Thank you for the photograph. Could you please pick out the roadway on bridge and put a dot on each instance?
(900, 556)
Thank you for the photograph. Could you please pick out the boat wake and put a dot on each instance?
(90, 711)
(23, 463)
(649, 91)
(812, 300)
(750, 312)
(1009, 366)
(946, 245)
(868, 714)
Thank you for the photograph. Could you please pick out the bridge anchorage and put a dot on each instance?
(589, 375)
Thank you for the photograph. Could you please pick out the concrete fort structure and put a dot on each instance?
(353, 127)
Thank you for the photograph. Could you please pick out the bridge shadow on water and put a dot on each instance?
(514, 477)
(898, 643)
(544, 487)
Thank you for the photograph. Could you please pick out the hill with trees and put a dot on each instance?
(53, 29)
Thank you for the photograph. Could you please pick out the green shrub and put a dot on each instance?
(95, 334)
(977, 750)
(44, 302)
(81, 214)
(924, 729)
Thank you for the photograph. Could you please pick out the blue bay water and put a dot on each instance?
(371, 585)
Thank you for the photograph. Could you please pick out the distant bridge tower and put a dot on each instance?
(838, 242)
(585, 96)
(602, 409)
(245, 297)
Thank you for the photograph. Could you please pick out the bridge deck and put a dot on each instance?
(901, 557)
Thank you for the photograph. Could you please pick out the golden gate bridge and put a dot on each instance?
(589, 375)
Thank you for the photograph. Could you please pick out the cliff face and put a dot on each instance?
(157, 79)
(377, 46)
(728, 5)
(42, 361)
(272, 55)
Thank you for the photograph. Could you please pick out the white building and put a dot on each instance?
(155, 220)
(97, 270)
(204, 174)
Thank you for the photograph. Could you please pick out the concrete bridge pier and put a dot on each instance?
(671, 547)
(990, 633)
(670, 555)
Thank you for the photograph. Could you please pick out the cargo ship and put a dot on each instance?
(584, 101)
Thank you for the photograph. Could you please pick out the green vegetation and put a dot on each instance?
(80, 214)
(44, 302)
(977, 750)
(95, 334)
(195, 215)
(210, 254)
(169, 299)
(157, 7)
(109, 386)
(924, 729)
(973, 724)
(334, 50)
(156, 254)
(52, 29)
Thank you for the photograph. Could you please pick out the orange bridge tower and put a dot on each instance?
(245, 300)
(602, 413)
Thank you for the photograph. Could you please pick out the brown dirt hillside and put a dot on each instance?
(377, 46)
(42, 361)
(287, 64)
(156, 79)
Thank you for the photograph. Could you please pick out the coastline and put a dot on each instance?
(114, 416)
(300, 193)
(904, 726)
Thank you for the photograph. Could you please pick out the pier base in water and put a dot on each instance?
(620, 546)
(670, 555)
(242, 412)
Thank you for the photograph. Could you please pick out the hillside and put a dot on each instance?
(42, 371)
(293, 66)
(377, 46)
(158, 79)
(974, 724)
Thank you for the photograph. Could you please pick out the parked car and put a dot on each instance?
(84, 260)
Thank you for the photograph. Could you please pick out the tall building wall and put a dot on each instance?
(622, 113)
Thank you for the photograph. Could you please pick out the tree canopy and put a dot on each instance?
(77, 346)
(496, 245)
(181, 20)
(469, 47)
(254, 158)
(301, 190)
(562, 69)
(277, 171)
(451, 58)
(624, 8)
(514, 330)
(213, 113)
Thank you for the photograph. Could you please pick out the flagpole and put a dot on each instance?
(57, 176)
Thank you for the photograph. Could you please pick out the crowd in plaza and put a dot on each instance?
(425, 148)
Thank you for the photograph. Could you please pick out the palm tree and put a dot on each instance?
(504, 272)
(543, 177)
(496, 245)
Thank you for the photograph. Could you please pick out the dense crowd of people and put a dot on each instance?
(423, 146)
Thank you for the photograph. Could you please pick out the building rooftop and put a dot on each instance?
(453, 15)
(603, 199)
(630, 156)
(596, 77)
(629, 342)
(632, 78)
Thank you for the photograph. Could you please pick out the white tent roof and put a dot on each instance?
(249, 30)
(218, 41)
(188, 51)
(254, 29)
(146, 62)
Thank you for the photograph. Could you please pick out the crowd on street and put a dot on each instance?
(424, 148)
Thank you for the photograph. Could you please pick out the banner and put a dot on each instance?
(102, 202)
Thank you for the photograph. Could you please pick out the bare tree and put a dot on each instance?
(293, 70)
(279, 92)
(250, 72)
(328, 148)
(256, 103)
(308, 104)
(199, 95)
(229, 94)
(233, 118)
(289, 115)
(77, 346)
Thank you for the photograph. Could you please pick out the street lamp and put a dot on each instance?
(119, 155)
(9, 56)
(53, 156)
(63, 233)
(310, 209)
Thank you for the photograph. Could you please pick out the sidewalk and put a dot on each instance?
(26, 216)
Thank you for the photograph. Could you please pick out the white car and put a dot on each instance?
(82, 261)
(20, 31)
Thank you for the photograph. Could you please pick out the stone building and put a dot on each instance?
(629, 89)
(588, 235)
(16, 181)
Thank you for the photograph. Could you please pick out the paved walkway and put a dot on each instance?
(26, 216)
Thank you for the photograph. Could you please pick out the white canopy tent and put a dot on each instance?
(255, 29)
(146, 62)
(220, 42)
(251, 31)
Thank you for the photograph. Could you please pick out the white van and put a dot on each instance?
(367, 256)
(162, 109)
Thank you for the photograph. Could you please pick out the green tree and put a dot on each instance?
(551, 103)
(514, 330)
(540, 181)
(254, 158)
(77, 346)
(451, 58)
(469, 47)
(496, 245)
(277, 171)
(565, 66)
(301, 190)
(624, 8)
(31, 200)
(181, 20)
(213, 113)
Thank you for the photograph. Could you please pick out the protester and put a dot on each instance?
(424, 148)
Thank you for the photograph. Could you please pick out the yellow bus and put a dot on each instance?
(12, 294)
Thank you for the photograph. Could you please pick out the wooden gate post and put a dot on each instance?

___

REQUIRED TASK:
Write out every entry again, keeping each line exactly the same.

SOLUTION FOR THIS PROBLEM:
Thank you for the photograph. Could you please pick out the roadway on bridge and put a dot on each instance?
(900, 556)
Thank you for the photograph. Could you please pick out the boat wake and put a dot on each instance?
(90, 711)
(23, 463)
(649, 91)
(812, 300)
(750, 312)
(1009, 366)
(946, 245)
(868, 714)
Thank you for the photograph. Could you please pick out the bridge anchorage and put a dot on each instance?
(589, 375)
Thank you for the photograph. Could you please pick out the concrete fort structure and put a dot on each instance?
(353, 127)
Thank you for the photograph. Could you please pick out the bridge shadow on water and put a dot on each instance?
(514, 477)
(898, 643)
(544, 487)
Thank you for the photograph. Could you please pick out the hill with trees and put a dot on each instance?
(53, 29)
Thank you for the photograph. Could you please pick out the green shrub and put a dot on each instance?
(95, 334)
(977, 750)
(44, 302)
(81, 214)
(924, 729)
Thank you for the photograph. Could you please pick out the blue bay water and put a dot on each instance?
(371, 585)
Thank you for the photograph. Could you please pick out the distant bridge tower and put a dot on each instance?
(838, 242)
(585, 96)
(602, 409)
(245, 297)
Thank you for the photograph. Could you please pick out the bridge deck and put a dot on each instance?
(901, 557)
Thank you for the photograph. Could you please pick out the golden gate bridge and put a dot on each instance?
(589, 375)
Thank you for the photograph. Could you please pick out the cliff face and put a dot on each instance?
(157, 79)
(377, 46)
(728, 5)
(42, 361)
(272, 55)
Thank you for the photograph. Could you please pick out the white building and put a dot on each instance?
(155, 220)
(97, 270)
(204, 174)
Thank you for the photograph. Could you please pick out the concrete bridge pier and put a dot on each instance?
(671, 547)
(990, 633)
(670, 555)
Thank you for the photograph. Could you please pick out the cargo ship and put a dot on each instance?
(584, 101)
Thank you for the photograph. Could you please pick out the green vegetation and put a dot on each instance?
(80, 214)
(44, 302)
(977, 750)
(95, 334)
(195, 215)
(210, 254)
(169, 299)
(157, 7)
(109, 386)
(924, 729)
(973, 724)
(334, 50)
(156, 254)
(52, 29)
Thank you for the photograph. Could you please pick out the orange bridge tower and put a dot on each instance?
(245, 300)
(602, 413)
Thank you for the photograph. Could you please pick out the brown dirt hillside and put a dot on each instance?
(377, 46)
(42, 361)
(287, 64)
(156, 79)
Thank you for the photograph. Could you please pick out the coastline and put a dot on each instance?
(114, 416)
(300, 193)
(904, 726)
Thank you for the photograph. Could you please pick out the pier base in water and put a dot on each instance?
(620, 546)
(670, 555)
(242, 412)
Thank you for the photograph. Could you please pick out the hillside and put a dot on each instance?
(42, 371)
(293, 66)
(377, 46)
(158, 79)
(974, 724)
Thank you for the photograph. Could you please pick out the parked car and put a dot on each instance?
(84, 260)
Thank you for the photograph. Could you please pick out the tall building wall and put a dot on each instance?
(622, 113)
Thank you for the photograph. Could you please pick out the tree canopy and put a dot on each instance?
(77, 346)
(496, 245)
(181, 20)
(469, 47)
(254, 158)
(301, 190)
(562, 69)
(277, 171)
(451, 58)
(624, 8)
(514, 330)
(213, 113)
Thank you for the photograph. Could you please pick out the flagpole and put a dot on each instance?
(57, 176)
Thank you for the photograph. Could you please pick out the crowd in plaza and put a dot on each instance?
(425, 148)
Thank you for the photograph. Could you please pick out the palm tree and put a dot on each instance?
(504, 272)
(543, 177)
(496, 245)
Thank you for the photograph. Could you please pick out the dense crowd of people and put a dot on each instance?
(423, 146)
Thank you for the photograph. Could you please pick out the building rooftop and put a dot on each instance?
(453, 15)
(603, 199)
(630, 156)
(596, 77)
(629, 342)
(632, 78)
Thank you for the photograph. Could you please pick out the white tent roof and put a dot on each instance?
(249, 30)
(218, 41)
(188, 51)
(254, 29)
(146, 62)
Thank you for the photograph. Could you please pick out the crowd on street and put a dot on each instance?
(424, 148)
Thank you for the photograph. Could you please pick out the banner and put a dot on each instance?
(102, 202)
Thank you for the photograph. Could you please pick out the bare tree and put a dot on each instance?
(293, 70)
(279, 92)
(250, 72)
(328, 148)
(256, 103)
(308, 104)
(199, 95)
(229, 94)
(233, 118)
(289, 115)
(77, 346)
Thank you for the photograph. Could you please pick out the street lamp and put a dot on each instance?
(119, 155)
(9, 56)
(53, 156)
(63, 233)
(310, 209)
Thank you for the photograph. Could you please pick out the sidewalk and put a dot on each instance?
(26, 216)
Thank you for the photograph. Could you please pick out the white car and put a dot on each instance?
(82, 261)
(20, 31)
Thank you for the photograph. Could you please pick out the stone building and put a dot on each instance?
(629, 89)
(588, 235)
(16, 181)
Thank you for the photograph. Could you please pick out the paved walkway and put a dot on each instance?
(26, 216)
Thank you for the photograph. Could you please pick out the white canopy tent and put a dot on each instance?
(255, 29)
(146, 62)
(220, 42)
(251, 31)
Thank you for the photograph. Could you please pick out the white van and put a dot on each instance?
(367, 256)
(162, 109)
Thank you for the photograph. Could you please pick out the green tree and put a dot on each instance?
(551, 103)
(514, 330)
(540, 181)
(254, 158)
(77, 346)
(451, 58)
(469, 47)
(496, 245)
(277, 171)
(565, 66)
(301, 190)
(624, 8)
(31, 200)
(181, 20)
(213, 113)
Thank you for the photograph. Could you please pick out the protester and put a dot on each instance?
(424, 148)
Thank you for the photograph. Could you please pick out the yellow bus and put a dot on each instance?
(12, 294)
Thank you for the photograph. Could you please pick out the wooden gate post and put a dot on each instance?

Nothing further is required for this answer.